EXERCISES:
1) Do statements (a), (b), and (c) agree with the text on closures below? Answer yes or no for each, quoting the deciding words of the text. (a) In ML, local variables are allocated on the heap. (b) A Scheme lambda form persists as long as it can possibly be accessed. (c) In Erlang, references to heap-allocated variables are also kept on the stack.
2) In the text on closures below, what are the values in the function's lexical environment called in the Actor model?
3) Extend the text on closures below, starting after its final sentence.

TEXT TO READ:
-- Begin --

In strict functional languages with immutable data (e.g. Erlang), it is very easy to implement automatic memory management (garbage collection), as there are no possible cycles in variables references. For example in Erlang, all arguments and variables are allocated on the heap, but references to them are additionally stored on the stack. After a function returns, references are still valid. Heap cleaning is done by incremental garbage collector.

In ML, local variables are allocated on a linear stack . When a closure is created, it copies the values of those variables that are needed by the closure into the closure's data structure.

Scheme, which has an ALGOL-like lexical scope system with dynamic variables and garbage collection, lacks a stack programming model and does not suffer from the limitations of stack-based languages. Closures are expressed naturally in Scheme. The lambda form encloses the code and the free variables of its environment, persists within the program as long as it can possibly be accessed, and can be used as freely as any other Scheme expression.

Closures are closely related to Actors in the Actor model of concurrent computation where the values in the function's lexical environment are called acquaintances. An important issue for closures in concurrent programming languages is whether the variables in a closure can be updated and, if so, how these updates can be synchronized. Actors provide one solution.[9]

Applications

First-class functions

Closures typically appear in languages in which functions are first-class values—in other words, such languages allow functions to be passed as arguments, returned from function calls, bound to variable names, etc., just like simpler types such as strings and integers. For example, consider the following Scheme function:

; Return a list of all books with at least THRESHOLD copies sold.
 

In this example, the lambda expression (lambda (book) (>= (book-sales book) threshold)) appears within the function best-selling-books. When the lambda expression is evaluated, Scheme creates a closure consisting of the code for the lambda expression and a reference to the threshold variable, which is a free variable inside the lambda expression.

The closure is then passed to the filter function, which calls it repeatedly to determine which books are to be added to the result list and which are to be discarded. Because the closure itself has a reference to threshold, it can use that variable each time filter calls it. The function filter itself might be defined in a completely separate file.

Here is the same example rewritten in JavaScript, another popular language with support for closures:

// Return a list of all books with at least 'threshold' copies sold.
function bestSellingBooks(threshold) {
  return bookList.filter(
      function (book) { return book.sales >= threshold; }
    );
}

The function keyword is used here instead of lambda, and an Array.filter method[10] instead of a global filter function, but otherwise the structure and the effect of the code are the same.

A function may create a closure and return it, as in the following example:

// Return a function that approximates the derivative of f
// using an interval of dx, which should be appropriately small.
function derivative(f, dx) {
  return function (x) {
    return (f(x + dx) - f(x)) / dx;
  };
}

Because the closure in this case outlives the scope of the function that creates it, the variables f and dx live on after the function derivative returns. In languages without closures, the lifetime of a local variable coincides with the execution of the scope where that variable is declared. In languages with closures, variables must continue to exist as long as any existing closures have references to them. This is most commonly implemented using some form of garbage collection.

-- End --

DATA:

-- Begin --

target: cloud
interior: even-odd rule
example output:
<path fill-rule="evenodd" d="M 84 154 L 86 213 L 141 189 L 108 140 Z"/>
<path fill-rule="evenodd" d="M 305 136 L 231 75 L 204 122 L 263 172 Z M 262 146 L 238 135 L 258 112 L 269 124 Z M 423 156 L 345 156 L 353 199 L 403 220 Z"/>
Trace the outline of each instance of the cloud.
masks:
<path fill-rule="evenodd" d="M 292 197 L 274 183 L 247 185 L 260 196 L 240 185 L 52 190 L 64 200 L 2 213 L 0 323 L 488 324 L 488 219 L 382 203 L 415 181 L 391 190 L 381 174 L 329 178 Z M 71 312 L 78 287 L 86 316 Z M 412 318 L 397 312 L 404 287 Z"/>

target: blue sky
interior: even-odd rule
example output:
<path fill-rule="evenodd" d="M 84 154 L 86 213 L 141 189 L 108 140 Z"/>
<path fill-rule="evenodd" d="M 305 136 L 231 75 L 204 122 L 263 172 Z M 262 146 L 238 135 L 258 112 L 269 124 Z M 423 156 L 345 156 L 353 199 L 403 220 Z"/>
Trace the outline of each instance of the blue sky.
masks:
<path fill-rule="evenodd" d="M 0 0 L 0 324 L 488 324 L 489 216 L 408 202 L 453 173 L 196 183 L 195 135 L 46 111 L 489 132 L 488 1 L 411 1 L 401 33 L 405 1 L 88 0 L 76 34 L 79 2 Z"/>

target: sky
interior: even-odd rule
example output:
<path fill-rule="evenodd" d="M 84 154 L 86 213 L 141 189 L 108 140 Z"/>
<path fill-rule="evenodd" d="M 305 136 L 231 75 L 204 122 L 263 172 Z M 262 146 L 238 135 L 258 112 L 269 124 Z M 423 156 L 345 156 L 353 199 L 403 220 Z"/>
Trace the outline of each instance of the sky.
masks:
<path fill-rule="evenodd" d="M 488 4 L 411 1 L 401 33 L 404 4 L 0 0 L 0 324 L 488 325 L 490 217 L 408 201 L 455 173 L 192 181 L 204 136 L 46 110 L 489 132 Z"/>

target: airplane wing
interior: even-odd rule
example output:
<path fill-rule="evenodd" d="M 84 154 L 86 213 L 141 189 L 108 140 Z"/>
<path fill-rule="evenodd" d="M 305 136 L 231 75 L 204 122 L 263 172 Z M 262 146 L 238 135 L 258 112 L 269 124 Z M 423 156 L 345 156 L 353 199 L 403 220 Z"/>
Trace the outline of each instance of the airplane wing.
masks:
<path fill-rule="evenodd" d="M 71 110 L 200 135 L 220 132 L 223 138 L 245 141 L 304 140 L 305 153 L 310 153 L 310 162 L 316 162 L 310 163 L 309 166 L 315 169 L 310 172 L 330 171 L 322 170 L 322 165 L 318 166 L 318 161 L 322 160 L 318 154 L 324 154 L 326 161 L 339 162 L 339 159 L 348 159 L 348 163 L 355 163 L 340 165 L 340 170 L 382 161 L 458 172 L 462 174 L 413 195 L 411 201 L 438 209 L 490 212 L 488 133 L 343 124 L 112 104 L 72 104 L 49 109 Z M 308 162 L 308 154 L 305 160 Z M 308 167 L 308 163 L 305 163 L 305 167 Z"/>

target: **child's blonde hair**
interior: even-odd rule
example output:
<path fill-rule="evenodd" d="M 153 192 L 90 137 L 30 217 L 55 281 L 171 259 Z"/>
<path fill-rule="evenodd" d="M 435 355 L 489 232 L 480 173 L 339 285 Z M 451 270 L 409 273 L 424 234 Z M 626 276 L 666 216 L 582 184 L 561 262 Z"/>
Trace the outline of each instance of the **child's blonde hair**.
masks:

-- End --

ANSWERS:
1)
(a) No: "In ML, local variables are allocated on a linear stack"
(b) Yes: "persists within the program as long as it can possibly be accessed"
(c) Yes: "references to them are additionally stored on the stack"

2) They are called acquaintances.

3)
State representation

A closure can be used to associate a function with a set of "private" variables, which persist over several invocations of the function. The scope of the variable encompasses only the closed-over function, so it cannot be accessed from other program code.

In stateful languages, closures can thus be used to implement paradigms for state representation and information hiding, since the closure's upvalues (its closed-over variables) are of indefinite extent, so a value established in one invocation remains available in the next. Closures used in this way no longer have referential transparency, and are thus no longer pure functions; nevertheless, they are commonly used in "near-functional" languages such as Scheme.

Other Uses

Closures have many uses:

"none"; prints "none"
"meet me by the docks at midnight"; prints "meet me by the docks at midnight"

Note: Some speakers call any data structure that binds a lexical environment a closure, but the term usually refers specifically to functions.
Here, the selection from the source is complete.